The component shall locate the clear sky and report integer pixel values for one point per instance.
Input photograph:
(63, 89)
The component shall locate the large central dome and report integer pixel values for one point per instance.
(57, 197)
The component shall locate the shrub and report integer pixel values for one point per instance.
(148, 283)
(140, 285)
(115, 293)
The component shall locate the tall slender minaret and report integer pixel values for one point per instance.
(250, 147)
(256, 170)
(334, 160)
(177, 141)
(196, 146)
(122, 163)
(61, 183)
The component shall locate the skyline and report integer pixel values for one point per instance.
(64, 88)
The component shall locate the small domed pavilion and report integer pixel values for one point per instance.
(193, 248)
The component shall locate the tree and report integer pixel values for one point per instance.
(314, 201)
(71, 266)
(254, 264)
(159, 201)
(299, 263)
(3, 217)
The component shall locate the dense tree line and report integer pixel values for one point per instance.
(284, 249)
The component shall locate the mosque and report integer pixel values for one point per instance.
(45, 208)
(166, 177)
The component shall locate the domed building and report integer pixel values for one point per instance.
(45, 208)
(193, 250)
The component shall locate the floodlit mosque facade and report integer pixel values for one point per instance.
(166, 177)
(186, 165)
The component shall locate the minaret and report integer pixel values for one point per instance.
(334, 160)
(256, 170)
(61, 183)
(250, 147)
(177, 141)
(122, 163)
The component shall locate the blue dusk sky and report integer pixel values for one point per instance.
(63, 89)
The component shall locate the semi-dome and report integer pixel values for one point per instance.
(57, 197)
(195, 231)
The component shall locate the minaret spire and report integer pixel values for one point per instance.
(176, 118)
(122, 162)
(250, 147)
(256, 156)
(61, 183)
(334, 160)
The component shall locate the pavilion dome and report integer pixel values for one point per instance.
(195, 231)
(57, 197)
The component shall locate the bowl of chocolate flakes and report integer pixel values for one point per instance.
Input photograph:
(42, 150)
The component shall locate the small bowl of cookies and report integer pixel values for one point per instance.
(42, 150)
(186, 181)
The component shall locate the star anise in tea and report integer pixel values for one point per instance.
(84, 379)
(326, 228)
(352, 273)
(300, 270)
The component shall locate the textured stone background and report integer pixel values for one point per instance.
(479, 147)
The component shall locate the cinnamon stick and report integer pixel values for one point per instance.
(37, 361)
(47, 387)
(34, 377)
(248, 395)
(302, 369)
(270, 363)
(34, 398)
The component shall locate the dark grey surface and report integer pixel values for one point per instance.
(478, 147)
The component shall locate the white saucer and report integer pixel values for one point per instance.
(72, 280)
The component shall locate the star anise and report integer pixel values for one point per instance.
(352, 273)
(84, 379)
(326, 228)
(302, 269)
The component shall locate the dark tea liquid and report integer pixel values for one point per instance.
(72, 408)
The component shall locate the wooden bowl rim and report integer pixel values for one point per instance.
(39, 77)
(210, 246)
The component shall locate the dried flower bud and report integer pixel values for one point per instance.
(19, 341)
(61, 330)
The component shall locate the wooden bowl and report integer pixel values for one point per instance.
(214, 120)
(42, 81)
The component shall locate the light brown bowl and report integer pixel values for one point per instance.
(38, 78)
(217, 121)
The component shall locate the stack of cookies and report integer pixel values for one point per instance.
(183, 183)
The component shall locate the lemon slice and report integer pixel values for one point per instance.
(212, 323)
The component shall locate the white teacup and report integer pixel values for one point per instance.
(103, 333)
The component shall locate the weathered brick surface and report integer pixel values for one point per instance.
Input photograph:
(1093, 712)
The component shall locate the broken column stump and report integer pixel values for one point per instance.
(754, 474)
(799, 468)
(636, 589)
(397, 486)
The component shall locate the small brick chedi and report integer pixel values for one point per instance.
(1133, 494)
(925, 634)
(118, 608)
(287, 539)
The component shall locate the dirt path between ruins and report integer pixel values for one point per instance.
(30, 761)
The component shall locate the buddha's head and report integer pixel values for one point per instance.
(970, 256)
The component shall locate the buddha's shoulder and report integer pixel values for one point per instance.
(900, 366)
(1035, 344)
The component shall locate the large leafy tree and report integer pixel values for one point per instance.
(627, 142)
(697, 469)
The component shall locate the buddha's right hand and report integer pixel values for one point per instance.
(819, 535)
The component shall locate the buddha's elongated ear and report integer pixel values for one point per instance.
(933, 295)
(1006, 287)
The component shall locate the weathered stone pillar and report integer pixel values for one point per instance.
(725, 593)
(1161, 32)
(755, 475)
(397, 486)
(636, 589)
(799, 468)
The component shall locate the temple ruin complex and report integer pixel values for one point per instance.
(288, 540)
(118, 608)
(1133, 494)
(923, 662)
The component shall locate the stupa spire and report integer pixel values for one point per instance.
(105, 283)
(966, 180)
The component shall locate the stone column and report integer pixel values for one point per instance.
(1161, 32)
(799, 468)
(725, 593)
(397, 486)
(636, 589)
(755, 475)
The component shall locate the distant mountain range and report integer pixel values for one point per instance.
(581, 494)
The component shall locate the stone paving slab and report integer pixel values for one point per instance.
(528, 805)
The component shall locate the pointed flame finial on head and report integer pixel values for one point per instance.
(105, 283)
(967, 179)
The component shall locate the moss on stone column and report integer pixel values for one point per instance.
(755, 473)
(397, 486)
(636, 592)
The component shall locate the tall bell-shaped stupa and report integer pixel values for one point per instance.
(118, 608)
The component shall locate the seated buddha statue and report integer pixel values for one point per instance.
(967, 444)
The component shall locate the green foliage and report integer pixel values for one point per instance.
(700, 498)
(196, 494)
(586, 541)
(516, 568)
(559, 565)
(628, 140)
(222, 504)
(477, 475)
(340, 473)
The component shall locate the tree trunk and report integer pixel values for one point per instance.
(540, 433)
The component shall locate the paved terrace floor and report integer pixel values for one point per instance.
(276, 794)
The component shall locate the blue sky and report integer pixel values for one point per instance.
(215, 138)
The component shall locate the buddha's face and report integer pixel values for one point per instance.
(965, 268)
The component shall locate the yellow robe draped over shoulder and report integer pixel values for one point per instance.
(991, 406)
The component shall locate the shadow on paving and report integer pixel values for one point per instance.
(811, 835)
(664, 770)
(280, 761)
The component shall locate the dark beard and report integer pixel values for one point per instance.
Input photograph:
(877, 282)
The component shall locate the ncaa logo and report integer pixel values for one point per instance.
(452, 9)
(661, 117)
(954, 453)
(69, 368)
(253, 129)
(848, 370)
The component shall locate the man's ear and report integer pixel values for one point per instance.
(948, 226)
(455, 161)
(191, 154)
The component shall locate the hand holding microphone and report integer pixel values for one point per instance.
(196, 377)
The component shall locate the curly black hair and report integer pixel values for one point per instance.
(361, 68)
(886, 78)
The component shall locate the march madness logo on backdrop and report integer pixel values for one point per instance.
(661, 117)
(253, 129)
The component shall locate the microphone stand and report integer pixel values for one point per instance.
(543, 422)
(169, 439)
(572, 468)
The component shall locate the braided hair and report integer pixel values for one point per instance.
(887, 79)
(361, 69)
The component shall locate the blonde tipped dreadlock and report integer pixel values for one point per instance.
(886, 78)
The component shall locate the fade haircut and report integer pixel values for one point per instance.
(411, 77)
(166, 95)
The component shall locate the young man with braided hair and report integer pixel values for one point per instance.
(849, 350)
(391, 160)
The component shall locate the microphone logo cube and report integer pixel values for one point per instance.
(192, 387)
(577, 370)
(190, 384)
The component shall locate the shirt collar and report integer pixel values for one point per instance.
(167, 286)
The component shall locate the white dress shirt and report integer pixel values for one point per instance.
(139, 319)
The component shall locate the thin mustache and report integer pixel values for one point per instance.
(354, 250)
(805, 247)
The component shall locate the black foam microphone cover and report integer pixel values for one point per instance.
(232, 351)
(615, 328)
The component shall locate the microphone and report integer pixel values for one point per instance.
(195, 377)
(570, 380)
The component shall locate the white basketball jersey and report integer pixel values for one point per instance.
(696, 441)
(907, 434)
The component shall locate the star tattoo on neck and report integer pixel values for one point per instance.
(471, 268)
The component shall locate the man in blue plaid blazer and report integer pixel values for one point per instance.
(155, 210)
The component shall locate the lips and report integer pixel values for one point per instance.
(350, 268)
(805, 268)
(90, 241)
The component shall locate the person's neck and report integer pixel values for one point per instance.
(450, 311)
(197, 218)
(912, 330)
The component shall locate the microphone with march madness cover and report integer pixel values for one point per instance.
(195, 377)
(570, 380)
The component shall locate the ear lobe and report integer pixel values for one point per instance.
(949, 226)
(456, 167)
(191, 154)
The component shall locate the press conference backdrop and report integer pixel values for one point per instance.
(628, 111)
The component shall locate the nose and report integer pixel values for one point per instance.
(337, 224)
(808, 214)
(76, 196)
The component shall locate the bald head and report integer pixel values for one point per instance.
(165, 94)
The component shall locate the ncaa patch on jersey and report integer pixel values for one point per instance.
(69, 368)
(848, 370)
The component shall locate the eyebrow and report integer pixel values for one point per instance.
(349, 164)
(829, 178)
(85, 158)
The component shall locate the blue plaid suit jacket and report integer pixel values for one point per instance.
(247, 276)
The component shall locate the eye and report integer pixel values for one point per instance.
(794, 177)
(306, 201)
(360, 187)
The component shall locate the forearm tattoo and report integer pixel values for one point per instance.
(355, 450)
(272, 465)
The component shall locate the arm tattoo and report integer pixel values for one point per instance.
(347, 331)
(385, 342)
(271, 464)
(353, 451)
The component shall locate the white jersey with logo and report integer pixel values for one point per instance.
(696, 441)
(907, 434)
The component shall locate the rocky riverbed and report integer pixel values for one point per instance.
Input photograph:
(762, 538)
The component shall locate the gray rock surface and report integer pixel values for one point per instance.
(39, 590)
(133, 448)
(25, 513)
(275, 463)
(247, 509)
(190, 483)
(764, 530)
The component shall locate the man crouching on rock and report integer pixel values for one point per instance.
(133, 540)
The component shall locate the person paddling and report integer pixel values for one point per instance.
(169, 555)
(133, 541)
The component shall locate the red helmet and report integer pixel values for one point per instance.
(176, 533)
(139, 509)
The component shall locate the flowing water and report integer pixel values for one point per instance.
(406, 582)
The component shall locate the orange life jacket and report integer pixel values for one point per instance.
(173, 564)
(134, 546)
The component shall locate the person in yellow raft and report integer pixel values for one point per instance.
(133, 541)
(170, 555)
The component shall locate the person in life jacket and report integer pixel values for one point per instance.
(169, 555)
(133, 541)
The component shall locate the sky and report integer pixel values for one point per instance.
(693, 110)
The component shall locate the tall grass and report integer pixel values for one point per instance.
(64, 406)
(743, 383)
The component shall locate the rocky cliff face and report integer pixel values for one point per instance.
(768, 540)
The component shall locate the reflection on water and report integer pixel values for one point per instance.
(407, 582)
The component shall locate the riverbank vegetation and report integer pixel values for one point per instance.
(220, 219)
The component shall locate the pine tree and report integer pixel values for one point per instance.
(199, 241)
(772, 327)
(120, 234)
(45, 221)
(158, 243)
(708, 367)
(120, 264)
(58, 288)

========================================================================

**WHAT YOU WILL DO:**
Your task is to return, exactly and on their own, the lines from the one containing "The component shall locate the rocky riverbed" through the last line of the listing.

**CORRECT OUTPUT:**
The component shall locate the rocky riverbed and report integer pixel values for one point per instance.
Input photograph:
(762, 538)
The component shall locate the gray rock surface and report integer pixel values for one point per instance.
(39, 590)
(133, 448)
(25, 513)
(275, 463)
(247, 509)
(190, 483)
(764, 530)
The component shall locate the man crouching on rock and report integer pixel values for one point per instance.
(133, 540)
The component shall locate the person paddling and report integer pixel values for one point per instance.
(169, 555)
(133, 541)
The component shall locate the red helmet and report integer pixel values for one point per instance.
(176, 533)
(139, 509)
The component shall locate the flowing water and report integer pixel values for one point per instance.
(406, 582)
The component shall locate the orange life jacket and report integer pixel values for one point per instance.
(173, 564)
(134, 546)
The component shall locate the person in yellow raft and report integer pixel values for one point per instance.
(133, 541)
(170, 555)
The component shall locate the person in life jacket and report integer pixel values for one point per instance.
(169, 555)
(133, 541)
The component shall locate the sky and report integer pixel values for one point per instance.
(693, 110)
The component shall locate the tall grass and report integer pixel values for one point per instance.
(64, 406)
(743, 383)
The component shall locate the rocky cliff face and report integer pixel values for one point per instance.
(768, 540)
The component shall locate the reflection on water and report integer pixel values for one point per instance.
(407, 582)
The component shall locate the riverbank vegetation and report integer pixel values for one point per instance.
(220, 219)
The component shall locate the pine tree and report integer pixel values for one point per instance.
(199, 241)
(772, 327)
(120, 234)
(45, 221)
(158, 243)
(708, 367)
(120, 264)
(58, 288)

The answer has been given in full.